Prompt → Write the next part of the Face/Off review below, beginning right after its final sentence.
BEGIN Page excerpt
For more quick reviews like this, look here.

Face/Off (1997)

100 Films’ 100 Favourites #28

It’s like looking in a mirror — only not

Country: USA
Language: English
Runtime: 139 minutes
BBFC: 18 (cut)
MPAA: R

Original Release: 27th June 1997
UK Release: 7th November 1997
First Seen: TV, 22nd September 2002 (probably)

Stars
John Travolta (Saturday Night Fever, Hairspray)
Nicolas Cage (The Rock, Ghost Rider)
Joan Allen (Nixon, The Bourne Supremacy)
Alessandro Nivola (Mansfield Park, Jurassic Park III)
Gina Gershon (Bound, P.S. I Love You)

Director
John Woo (Hard Boiled, Mission: Impossible II)

Screenwriters
Mike Werb (The Mask, Firehouse Dog)
Michael Colleary (Darkman III: Die Darkman Die, Firehouse Dog)

The Story
FBI agent Sean Archer finally corners his nemesis, Castor Troy, knocking him into a coma in the process. Unfortunately, Troy has planted a bomb that will destroy Los Angeles, and the only other person who knows its location is his brother — and he ain’t talking. So Archer comes up with the perfectly sane and utterly foolproof plan to secretly have a face transplant and assume Troy’s identity. Unfortunately, the real Troy wakes up, takes Archer’s face, and kills everyone who knows the truth. Hilarity ensues! No, wait, it’s not that kind of movie — violent bloody action ensues.

Our Hero
Sean Archer, super cop. Looks like John Travolta, until he looks like Nicolas Cage. Don’t overthink it, it works just fine when you’re watching the film.

Our Villain
Castor Troy, super villain. Looks like Nicolas Cage, until he looks like John Travolta. Don’t overthink it, it works just fine when— wait, I did that bit.

Best Supporting Character
Castor’s brother, Pollux. Yes, that’s his name. Looks like Alessandro Nivola throughout.
END Page excerpt
BEGIN Material shown
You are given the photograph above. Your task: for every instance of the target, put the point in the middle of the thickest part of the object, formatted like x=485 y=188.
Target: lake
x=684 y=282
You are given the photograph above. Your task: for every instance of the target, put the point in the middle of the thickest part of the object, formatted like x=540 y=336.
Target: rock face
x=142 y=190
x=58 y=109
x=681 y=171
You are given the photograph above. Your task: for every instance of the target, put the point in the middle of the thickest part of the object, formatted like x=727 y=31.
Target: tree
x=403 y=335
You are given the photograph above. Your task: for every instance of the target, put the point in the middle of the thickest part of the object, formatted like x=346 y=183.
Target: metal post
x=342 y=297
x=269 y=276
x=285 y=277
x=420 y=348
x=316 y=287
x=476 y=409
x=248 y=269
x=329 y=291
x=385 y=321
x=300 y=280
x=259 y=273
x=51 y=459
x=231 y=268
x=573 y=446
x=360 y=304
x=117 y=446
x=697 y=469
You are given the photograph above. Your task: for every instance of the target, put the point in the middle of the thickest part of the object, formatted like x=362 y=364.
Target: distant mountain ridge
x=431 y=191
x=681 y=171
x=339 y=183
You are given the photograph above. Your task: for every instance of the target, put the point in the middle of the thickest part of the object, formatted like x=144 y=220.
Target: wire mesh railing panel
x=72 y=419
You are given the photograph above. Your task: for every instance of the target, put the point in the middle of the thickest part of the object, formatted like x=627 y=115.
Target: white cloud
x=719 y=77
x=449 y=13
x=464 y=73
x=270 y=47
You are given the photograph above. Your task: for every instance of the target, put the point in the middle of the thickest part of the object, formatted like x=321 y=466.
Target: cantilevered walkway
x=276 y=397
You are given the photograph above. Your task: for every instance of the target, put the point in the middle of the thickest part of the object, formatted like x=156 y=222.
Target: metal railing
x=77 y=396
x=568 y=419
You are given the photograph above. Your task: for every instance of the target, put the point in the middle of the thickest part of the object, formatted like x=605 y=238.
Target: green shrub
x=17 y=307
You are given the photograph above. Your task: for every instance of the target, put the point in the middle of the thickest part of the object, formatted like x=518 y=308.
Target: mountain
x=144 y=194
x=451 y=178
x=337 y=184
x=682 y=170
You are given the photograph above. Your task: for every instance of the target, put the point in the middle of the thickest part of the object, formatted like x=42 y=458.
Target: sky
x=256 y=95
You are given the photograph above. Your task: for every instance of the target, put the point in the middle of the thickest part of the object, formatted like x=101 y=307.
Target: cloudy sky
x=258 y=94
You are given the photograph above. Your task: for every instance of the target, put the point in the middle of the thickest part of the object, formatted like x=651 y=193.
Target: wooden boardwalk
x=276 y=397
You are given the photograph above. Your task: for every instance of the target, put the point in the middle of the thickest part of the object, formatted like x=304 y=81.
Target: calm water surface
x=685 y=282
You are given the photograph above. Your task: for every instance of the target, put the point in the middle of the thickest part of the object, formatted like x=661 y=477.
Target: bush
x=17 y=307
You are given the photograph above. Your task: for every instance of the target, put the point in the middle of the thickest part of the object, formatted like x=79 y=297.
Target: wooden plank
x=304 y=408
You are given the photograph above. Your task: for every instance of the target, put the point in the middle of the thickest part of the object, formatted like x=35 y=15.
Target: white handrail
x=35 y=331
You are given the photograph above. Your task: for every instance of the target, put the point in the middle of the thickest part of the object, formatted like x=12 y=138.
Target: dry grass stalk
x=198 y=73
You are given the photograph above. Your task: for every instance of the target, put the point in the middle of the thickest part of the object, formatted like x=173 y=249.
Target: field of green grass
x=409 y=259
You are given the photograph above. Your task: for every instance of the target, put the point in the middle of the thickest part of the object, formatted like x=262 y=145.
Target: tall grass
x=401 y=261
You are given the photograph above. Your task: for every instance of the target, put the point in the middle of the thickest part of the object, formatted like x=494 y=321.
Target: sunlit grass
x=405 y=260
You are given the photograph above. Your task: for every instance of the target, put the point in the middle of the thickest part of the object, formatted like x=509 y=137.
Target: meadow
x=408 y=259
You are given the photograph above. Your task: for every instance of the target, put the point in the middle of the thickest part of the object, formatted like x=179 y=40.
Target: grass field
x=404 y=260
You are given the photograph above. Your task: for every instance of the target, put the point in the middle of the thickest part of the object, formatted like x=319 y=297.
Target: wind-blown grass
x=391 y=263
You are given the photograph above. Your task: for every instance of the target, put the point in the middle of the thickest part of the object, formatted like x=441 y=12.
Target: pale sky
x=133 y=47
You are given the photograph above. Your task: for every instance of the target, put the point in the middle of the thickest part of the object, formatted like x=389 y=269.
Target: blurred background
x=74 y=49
END Material shown
Expected answer →
Memorable Quote
Castor Troy: “Sean Archer here, who’s calling?”
Sean Archer: “Well if you’re Sean Archer, I guess I’m Castor Troy.”

Memorable Scene
The good guy’s teenage daughter — played by Dominique “Lolita” Swain, as if to ram the point home — is hanging out in her bedroom wearing next to nothing, when in walks the villain, who starts perving over her… oh, and he’s got her dad’s face at the time. This is the kind of scene you can have when your body-swap movie is rated 18, I guess.

Making of
According to IMDb, the studio wanted John Woo to take the slash out of the title, but he kept it so people wouldn’t think it was a hockey movie. I don’t know why you’d think it was a hockey movie without the slash, or why adding a slash magically stops it being a hockey movie, but that’s what it says.

Awards
1 Oscar nomination (Sound Effects Editing)
2 Saturn Awards (Director, Writer)
7 Saturn nominations (Action/Adventure/Thriller Film, Actor (both Nicolas Cage and John Travolta), Supporting Actress (Joan Allen), Younger Actor/Actress (Dominique Swain), Music, Make-Up)
2 MTV Movie Awards (including Action Sequence for the speedboat chase)
4 MTV Movie Award nominations (including Best Villain, shared between Nicolas Cage and John Travolta)
1 Golden Trailer Awards nomination (Best of the Decade)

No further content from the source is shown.